Required work —
Write the data out again, matching every line exactly.

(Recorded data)
* * * * * * * * *
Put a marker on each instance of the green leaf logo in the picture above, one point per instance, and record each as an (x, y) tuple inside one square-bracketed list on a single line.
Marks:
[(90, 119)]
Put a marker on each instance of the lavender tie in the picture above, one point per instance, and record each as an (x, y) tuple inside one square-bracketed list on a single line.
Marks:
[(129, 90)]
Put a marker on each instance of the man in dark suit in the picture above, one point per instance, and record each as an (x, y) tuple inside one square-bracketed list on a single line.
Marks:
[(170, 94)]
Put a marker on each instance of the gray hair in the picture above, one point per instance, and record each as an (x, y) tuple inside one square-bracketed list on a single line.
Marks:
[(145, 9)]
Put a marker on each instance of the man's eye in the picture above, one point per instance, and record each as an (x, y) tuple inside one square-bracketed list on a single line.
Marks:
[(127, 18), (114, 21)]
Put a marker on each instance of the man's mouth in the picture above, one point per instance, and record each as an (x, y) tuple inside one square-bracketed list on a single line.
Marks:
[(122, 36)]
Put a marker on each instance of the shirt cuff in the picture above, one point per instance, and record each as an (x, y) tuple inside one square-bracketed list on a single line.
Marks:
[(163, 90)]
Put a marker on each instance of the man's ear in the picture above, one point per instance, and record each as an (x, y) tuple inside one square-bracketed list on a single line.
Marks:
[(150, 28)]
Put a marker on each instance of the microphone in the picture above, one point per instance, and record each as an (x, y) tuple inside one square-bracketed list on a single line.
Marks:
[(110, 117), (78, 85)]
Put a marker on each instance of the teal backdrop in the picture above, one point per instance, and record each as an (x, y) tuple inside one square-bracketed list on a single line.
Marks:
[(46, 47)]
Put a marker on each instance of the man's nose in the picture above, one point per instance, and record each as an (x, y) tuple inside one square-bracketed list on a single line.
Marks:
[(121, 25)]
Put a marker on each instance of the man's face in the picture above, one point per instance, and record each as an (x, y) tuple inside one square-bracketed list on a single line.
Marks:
* * * * * * * * *
Answer to this exercise —
Put a marker on each instance of the green leaf logo in the picture above, one point per instance, and record each as an (x, y) tuple inside one square-bracketed list on a single line.
Marks:
[(90, 119)]
Put a marker on each instance of the lavender tie in the picture above, one point per instance, and record each as an (x, y) tuple inside one square-bracketed list on a single line.
Marks:
[(129, 90)]
Put a marker on each instance of the man in dark suit in the picture above, one point per instance, and record each as an (x, y) tuple inside one square-bracketed list on a single line.
Marks:
[(170, 94)]
Put a marker on each instance of the gray hair in the picture above, one point per instance, and record each as an (x, y) tuple inside one square-bracketed list on a single line.
Marks:
[(145, 9)]
Put a marker on each instance of the man's eye in the picture above, one point per instance, and record each as an (x, y) tuple inside one square-bracketed list on a single line.
Marks:
[(127, 18), (114, 21)]
Put a marker on each instance of the man's mouth in the picture above, one point per instance, and record each as an (x, y) tuple inside one square-bracketed list on a single line.
Marks:
[(122, 36)]
Put a marker on each instance of the shirt cuff in the picture above, one point per instance, and record each as an (x, y) tuple inside one square-bracketed list on a single line.
Marks:
[(163, 90)]
Put a marker on each instance of the man's ear in the picture above, one point per instance, and record each as an (x, y) tuple inside one square-bracketed list on a single line.
Marks:
[(150, 28)]
Put a marker on each instance of the microphone in the picture above, one point per instance, and record each as an (x, y) tuple inside one square-bracketed list on a single line.
Marks:
[(110, 117), (78, 85)]
Put a marker on each instance of the teal backdrop in the picture above, one point per instance, and record each as an (x, y) tuple inside one square-bracketed list on a single line.
Marks:
[(46, 47)]
Put a marker on each instance of the man's nose in the picture above, one point per instance, and record each as an (x, y) tuple inside one square-bracketed list on a single line.
Marks:
[(121, 25)]
Put a marker on each instance of the man's face in the picture above, one point per instance, and record each as an (x, y) tuple inside one square-bracketed list on a single line.
Marks:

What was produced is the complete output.